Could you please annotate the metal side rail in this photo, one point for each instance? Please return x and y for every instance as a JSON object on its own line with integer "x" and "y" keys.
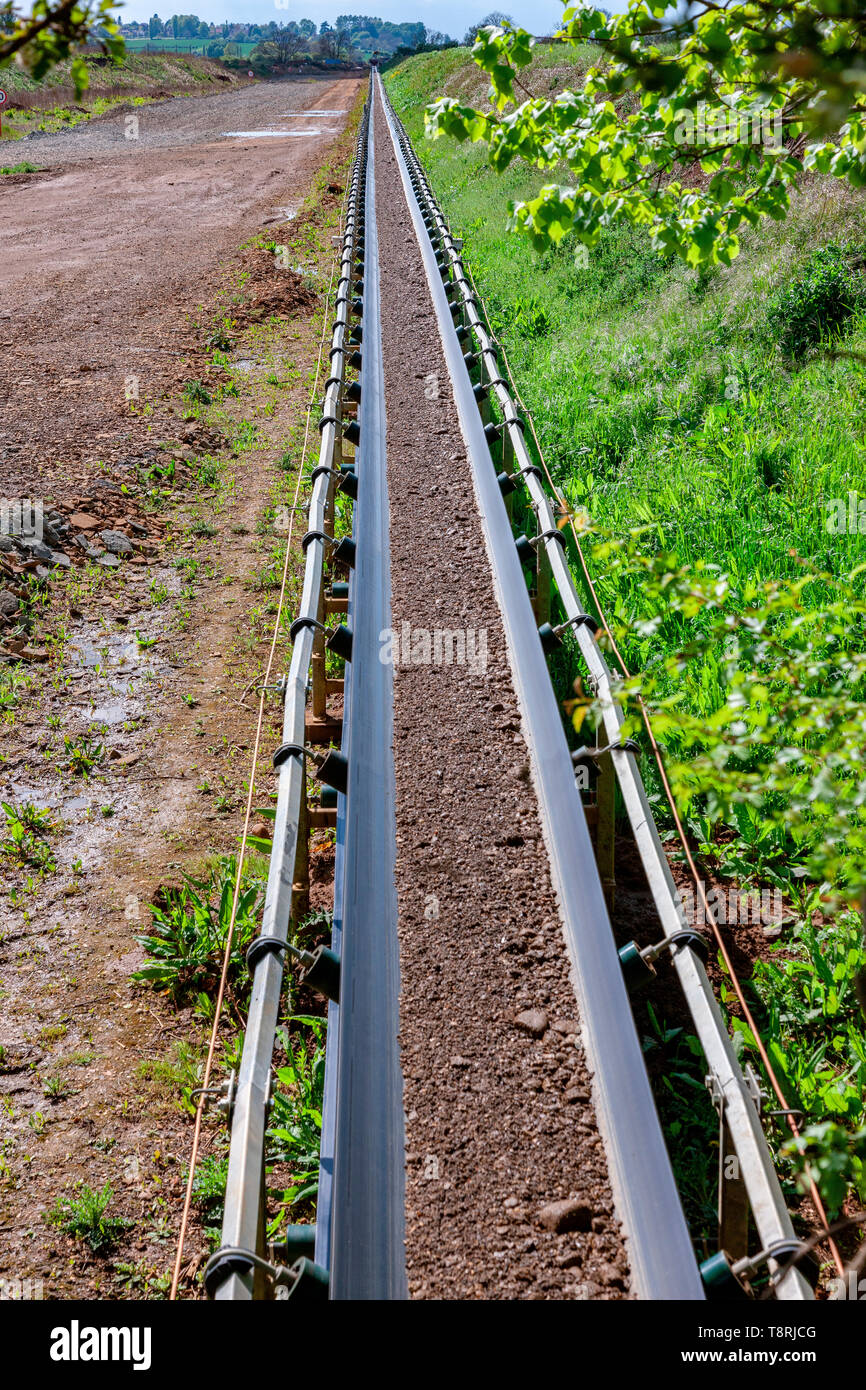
{"x": 737, "y": 1098}
{"x": 648, "y": 1204}
{"x": 235, "y": 1271}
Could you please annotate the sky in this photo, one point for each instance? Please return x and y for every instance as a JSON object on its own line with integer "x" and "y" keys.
{"x": 453, "y": 17}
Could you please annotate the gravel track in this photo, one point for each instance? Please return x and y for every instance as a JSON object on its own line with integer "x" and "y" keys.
{"x": 508, "y": 1191}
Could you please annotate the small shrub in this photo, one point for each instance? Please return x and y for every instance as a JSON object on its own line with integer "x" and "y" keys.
{"x": 816, "y": 305}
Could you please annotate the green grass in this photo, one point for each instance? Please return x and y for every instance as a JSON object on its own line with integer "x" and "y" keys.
{"x": 717, "y": 414}
{"x": 699, "y": 407}
{"x": 85, "y": 1216}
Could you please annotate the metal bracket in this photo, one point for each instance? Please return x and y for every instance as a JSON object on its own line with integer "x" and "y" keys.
{"x": 225, "y": 1091}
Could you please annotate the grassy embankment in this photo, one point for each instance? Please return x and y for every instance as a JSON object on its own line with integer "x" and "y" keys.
{"x": 704, "y": 409}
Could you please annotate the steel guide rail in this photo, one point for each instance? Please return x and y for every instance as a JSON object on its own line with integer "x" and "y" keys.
{"x": 648, "y": 1205}
{"x": 731, "y": 1091}
{"x": 235, "y": 1271}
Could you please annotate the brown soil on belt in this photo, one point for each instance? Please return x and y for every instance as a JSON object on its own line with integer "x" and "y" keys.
{"x": 499, "y": 1122}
════════════════
Given exercise: Please revise all the records above, replacing "annotate" with "mark" and leaving everything else unchanged. Omit the pictures.

Expected answer:
Could you please mark the metal side rail in this photo, one point for each instance? Please return x and y for every instance as a JSON object on its own line with integer "x" and "y" keys.
{"x": 737, "y": 1098}
{"x": 648, "y": 1204}
{"x": 235, "y": 1271}
Could you please mark the sky in this photo, one point for each instance? Please return x and y for every instance as a JSON object on its own line with integer "x" and "y" keys.
{"x": 453, "y": 17}
Could you please mark the gravel track in this photo, one point for each instance? Please return x and y for every instance as a JSON object on its own line with integer "x" and "y" keys.
{"x": 508, "y": 1191}
Could you please mark the small shrub in this photo, one point for each instance? Please return x and y for every instance as a JSON object on its own line with integer "x" and "y" keys.
{"x": 816, "y": 305}
Could you please mark the green grass in this photo, one point for each instance? Please return x and y for every instance as a JSON object on its own line with integer "x" and "y" keys.
{"x": 717, "y": 414}
{"x": 699, "y": 407}
{"x": 85, "y": 1216}
Could you please mark the metal bracket in this photo, one point for each instance? Please return x and y for every instance as a JSON object on its own line with integer "x" and "y" keys.
{"x": 225, "y": 1091}
Could you please mark the grassy embankment in this photo, one point for each instance? Please return x and y for every instance as a JSON object on its own line with integer "x" and "y" keys.
{"x": 704, "y": 409}
Could you please mark the steel guide rail in this photo, one point for each instance? Please return x and y for every instance as a JSON object on its own line with integer "x" and "y" keys.
{"x": 648, "y": 1205}
{"x": 731, "y": 1091}
{"x": 235, "y": 1271}
Could you please mark the brown soil on belt in this photo, one point for each instance? Please return x and y for every instance as a JSON object on its own line with integer "x" and "y" keys.
{"x": 499, "y": 1122}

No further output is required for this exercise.